§ YOUR GOAL:
What lines of the data hold the string "this"? Copy them all.

§ SUPPLIED MATERIAL:
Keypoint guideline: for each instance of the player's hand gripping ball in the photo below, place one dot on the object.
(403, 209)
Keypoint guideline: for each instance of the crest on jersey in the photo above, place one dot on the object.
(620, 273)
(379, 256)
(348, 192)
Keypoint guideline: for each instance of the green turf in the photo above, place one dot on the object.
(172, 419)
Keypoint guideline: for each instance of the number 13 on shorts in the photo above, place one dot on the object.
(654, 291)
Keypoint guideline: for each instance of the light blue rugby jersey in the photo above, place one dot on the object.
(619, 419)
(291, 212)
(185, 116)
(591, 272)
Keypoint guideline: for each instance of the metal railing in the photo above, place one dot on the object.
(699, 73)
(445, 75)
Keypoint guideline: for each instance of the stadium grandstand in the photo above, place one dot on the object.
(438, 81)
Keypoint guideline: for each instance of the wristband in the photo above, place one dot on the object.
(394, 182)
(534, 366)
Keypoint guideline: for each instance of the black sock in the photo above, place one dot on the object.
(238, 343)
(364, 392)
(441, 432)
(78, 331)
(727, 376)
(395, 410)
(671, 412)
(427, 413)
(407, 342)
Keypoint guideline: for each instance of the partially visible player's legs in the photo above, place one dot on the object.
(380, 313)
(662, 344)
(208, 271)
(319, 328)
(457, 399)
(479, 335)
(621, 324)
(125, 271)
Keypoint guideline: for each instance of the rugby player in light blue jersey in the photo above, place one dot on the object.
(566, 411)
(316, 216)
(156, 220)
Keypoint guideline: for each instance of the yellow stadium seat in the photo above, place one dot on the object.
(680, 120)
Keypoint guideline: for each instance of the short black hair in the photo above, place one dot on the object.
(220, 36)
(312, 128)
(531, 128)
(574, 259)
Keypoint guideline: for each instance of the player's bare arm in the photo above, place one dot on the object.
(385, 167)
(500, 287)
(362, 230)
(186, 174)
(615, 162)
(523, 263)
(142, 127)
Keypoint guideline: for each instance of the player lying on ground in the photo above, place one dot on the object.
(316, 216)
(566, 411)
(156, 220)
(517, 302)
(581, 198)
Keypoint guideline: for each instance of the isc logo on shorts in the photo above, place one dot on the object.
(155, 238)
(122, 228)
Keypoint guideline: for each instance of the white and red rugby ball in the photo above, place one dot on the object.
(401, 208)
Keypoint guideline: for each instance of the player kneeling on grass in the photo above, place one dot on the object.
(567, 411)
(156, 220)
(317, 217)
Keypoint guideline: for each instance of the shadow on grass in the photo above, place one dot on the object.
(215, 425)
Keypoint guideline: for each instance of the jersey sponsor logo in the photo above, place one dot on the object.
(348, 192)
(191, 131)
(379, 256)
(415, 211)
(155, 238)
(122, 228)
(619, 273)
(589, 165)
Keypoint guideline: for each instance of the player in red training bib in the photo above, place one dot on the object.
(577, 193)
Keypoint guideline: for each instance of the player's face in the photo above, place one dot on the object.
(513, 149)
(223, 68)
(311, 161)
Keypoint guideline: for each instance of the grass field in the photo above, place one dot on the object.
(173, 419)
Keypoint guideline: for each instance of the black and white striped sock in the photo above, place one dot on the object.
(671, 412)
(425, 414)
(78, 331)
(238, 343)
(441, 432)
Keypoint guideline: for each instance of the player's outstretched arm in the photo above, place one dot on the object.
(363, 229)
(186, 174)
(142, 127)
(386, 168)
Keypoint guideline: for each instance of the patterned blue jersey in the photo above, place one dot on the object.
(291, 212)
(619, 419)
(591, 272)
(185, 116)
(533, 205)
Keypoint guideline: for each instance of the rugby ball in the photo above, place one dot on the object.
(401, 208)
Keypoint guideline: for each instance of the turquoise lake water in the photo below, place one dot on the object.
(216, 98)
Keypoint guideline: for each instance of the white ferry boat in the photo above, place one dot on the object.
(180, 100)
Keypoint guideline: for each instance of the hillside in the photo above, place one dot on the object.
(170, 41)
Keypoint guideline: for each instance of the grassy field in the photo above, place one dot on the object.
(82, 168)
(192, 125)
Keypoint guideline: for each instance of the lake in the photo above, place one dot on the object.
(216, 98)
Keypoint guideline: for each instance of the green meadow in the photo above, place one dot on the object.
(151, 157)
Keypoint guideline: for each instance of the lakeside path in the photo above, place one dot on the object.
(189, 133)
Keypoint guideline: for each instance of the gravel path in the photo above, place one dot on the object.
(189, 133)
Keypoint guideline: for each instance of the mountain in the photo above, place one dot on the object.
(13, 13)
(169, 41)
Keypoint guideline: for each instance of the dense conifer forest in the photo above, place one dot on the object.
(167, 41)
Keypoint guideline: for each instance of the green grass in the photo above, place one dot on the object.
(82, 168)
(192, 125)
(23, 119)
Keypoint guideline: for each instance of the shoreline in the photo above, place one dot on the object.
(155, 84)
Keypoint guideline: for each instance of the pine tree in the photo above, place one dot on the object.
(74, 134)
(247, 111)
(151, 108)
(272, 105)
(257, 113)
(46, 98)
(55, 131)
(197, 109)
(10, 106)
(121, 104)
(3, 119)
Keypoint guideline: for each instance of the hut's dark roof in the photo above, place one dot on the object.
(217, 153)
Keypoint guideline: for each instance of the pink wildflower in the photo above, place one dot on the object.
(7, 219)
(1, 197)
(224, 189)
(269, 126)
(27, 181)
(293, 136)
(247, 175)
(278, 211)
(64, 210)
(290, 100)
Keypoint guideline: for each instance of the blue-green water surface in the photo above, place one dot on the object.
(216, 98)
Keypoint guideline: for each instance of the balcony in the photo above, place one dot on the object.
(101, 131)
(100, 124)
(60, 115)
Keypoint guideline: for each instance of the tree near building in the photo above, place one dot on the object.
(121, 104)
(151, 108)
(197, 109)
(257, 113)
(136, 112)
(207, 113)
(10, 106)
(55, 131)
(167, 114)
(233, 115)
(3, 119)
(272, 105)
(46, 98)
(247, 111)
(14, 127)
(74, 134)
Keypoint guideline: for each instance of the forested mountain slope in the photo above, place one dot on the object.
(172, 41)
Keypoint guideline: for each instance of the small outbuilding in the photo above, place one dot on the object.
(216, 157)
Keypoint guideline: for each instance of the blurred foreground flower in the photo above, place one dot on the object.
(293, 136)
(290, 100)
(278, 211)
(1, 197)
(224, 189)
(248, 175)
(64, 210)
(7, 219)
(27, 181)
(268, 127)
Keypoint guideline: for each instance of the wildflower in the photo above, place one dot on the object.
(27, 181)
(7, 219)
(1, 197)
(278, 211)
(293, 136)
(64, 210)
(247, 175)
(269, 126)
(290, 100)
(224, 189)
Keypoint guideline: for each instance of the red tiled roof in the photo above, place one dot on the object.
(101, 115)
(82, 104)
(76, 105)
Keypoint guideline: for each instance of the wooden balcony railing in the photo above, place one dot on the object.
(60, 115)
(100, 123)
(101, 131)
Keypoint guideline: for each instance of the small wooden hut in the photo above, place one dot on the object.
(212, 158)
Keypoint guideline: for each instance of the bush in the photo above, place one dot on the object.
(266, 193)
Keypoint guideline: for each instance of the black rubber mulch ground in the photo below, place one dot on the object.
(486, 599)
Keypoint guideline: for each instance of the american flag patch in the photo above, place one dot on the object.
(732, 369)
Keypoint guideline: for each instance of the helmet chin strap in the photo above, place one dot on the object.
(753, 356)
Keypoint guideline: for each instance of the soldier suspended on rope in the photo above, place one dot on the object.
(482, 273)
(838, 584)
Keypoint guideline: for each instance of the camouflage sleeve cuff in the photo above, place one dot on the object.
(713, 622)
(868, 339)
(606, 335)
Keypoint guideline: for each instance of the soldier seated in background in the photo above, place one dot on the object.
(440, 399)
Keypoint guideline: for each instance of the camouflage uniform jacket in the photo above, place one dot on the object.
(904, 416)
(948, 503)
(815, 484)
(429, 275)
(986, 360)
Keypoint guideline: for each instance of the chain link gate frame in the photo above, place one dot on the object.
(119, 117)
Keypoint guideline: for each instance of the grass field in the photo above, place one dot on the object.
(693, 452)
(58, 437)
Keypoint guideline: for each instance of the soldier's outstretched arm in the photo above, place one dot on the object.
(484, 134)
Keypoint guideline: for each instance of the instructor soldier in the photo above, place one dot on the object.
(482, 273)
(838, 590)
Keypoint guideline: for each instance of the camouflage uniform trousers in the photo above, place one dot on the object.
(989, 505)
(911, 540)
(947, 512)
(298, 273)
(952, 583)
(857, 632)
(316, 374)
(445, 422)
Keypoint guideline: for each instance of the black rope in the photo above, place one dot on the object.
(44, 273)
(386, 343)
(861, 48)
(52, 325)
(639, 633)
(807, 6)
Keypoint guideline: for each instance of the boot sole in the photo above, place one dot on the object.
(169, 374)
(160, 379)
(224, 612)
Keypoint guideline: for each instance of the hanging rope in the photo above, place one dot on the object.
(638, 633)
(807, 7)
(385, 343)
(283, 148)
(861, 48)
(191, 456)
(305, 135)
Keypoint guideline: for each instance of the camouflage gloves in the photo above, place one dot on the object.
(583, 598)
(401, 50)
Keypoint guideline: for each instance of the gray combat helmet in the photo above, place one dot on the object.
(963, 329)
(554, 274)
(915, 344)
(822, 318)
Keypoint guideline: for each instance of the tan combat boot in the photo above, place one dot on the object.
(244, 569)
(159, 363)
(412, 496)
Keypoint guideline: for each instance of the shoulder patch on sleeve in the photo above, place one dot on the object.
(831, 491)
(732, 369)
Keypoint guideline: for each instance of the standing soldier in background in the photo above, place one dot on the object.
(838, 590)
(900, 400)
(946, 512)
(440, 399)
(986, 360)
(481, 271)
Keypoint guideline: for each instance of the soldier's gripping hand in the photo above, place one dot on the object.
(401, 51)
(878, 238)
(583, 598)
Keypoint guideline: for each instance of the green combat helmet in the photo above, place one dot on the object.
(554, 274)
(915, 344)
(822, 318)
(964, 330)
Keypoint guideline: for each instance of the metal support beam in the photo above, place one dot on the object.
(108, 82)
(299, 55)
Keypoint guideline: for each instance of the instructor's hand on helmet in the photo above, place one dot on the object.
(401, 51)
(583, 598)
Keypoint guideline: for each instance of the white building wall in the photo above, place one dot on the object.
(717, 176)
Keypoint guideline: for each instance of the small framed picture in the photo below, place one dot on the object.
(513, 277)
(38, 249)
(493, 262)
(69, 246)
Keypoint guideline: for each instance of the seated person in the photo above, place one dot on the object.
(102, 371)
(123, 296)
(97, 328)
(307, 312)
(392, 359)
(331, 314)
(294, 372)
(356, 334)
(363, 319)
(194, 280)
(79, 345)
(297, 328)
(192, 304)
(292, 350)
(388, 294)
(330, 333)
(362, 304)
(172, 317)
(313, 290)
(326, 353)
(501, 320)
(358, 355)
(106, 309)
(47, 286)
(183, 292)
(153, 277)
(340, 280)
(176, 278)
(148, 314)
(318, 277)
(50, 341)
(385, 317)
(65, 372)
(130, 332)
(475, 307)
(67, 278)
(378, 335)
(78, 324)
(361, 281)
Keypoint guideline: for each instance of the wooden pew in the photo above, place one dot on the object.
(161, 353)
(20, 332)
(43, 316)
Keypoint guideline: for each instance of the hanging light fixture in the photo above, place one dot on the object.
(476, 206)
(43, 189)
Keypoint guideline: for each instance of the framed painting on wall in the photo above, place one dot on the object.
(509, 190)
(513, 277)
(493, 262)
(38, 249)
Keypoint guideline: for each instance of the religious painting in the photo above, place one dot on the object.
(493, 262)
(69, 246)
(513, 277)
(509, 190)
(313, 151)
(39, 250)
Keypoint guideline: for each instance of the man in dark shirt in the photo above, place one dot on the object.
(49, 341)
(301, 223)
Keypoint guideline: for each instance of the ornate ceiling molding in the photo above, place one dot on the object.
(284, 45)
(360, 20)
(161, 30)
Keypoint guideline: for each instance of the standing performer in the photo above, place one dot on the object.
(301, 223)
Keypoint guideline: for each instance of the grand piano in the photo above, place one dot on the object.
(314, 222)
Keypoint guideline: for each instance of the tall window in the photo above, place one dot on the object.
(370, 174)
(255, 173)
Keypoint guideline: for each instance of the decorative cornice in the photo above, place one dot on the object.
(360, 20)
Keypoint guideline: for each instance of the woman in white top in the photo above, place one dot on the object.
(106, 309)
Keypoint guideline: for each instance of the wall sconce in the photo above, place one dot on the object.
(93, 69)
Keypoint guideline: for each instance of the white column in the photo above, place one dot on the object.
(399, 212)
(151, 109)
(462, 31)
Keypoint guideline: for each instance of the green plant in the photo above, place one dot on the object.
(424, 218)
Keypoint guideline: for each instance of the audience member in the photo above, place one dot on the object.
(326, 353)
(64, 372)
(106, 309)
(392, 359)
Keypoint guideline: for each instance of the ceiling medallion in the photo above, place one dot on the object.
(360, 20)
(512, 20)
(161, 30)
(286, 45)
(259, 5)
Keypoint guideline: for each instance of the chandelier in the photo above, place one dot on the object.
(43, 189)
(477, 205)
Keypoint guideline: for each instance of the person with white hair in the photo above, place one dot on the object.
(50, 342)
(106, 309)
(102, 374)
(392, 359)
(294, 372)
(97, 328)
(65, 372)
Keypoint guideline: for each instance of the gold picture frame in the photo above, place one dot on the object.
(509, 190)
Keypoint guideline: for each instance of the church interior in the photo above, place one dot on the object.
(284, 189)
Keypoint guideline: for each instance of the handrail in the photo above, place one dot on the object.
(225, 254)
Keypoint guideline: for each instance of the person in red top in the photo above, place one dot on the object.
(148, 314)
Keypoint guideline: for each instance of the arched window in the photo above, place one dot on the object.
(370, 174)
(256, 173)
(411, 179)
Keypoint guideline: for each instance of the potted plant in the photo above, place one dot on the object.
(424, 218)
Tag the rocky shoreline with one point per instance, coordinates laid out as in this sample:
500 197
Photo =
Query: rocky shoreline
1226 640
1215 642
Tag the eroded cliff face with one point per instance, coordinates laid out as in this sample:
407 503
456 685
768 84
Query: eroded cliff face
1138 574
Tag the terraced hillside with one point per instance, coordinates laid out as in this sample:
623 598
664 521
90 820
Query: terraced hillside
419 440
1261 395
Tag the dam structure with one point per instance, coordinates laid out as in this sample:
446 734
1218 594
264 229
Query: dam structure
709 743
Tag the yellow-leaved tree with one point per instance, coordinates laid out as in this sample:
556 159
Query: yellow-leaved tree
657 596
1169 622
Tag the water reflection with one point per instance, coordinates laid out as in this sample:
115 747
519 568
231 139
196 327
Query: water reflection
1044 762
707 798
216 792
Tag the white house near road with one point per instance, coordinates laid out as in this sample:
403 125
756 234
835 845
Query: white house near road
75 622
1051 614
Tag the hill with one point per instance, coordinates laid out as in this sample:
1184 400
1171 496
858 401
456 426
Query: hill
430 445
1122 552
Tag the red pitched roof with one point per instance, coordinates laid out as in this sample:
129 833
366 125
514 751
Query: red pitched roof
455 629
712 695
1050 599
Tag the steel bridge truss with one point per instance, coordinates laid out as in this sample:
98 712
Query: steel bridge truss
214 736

§ WORKED SOLUTION:
Tag the rocky shoreline with one point per instance, coordinates laid out as in this sample:
Tag the eroded cliff face with one point per instance, coordinates laid out as in this sample:
Tag the terraced hillside with one point per instance, coordinates laid out as in this sample:
Tag the dam structure with one point per instance, coordinates laid out as in this sample:
Tag the yellow-leaved tree with one point per instance, coordinates laid out as in this sample:
Tag the water reflection with one point per instance, coordinates laid out as in this sample:
Tag the white house near road with one point per instance, coordinates laid out as in this sample:
Tag the hill with one point per instance, coordinates laid out as in this sample:
Tag the red pitched roof with one point per instance, coordinates laid out as in this sample:
Tag the steel bridge truss with one point per instance, coordinates laid out as in this sample:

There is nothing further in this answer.